:: Data for the task

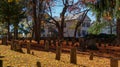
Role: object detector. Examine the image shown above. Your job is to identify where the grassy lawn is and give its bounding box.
[0,45,120,67]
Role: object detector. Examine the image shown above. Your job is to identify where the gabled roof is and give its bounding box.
[54,12,91,21]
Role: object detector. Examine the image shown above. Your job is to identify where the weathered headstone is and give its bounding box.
[55,46,61,60]
[32,52,35,55]
[27,43,31,54]
[11,39,14,50]
[15,41,23,53]
[0,60,3,67]
[45,40,49,51]
[36,61,41,67]
[89,52,94,60]
[2,37,7,45]
[110,58,118,67]
[70,47,77,64]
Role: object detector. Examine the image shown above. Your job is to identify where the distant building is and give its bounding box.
[41,13,91,37]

::::

## What the task asks
Please copy the listing above word for word, leaving out the pictures.

## Reply
Role: object detector. Examine the image shown above. Your job is to identify where the grassy lawn is and give its bounding box.
[0,45,120,67]
Role: object detector. Examine the image shown above. Your job is to identify where the gabled roof is and give its bounding box.
[54,12,91,21]
Role: object detector. Examine the image shown above. Your job is to identify where the weathered headstone is and give its bounding box.
[55,46,61,60]
[32,52,35,55]
[27,43,31,54]
[11,39,14,50]
[15,41,23,53]
[0,60,3,67]
[45,40,49,51]
[36,61,41,67]
[89,52,94,60]
[2,37,7,45]
[110,58,118,67]
[70,47,77,64]
Role: object detector. Examine the image shown above. Your job is to identify where the distant building is and give its bounding box.
[41,13,91,37]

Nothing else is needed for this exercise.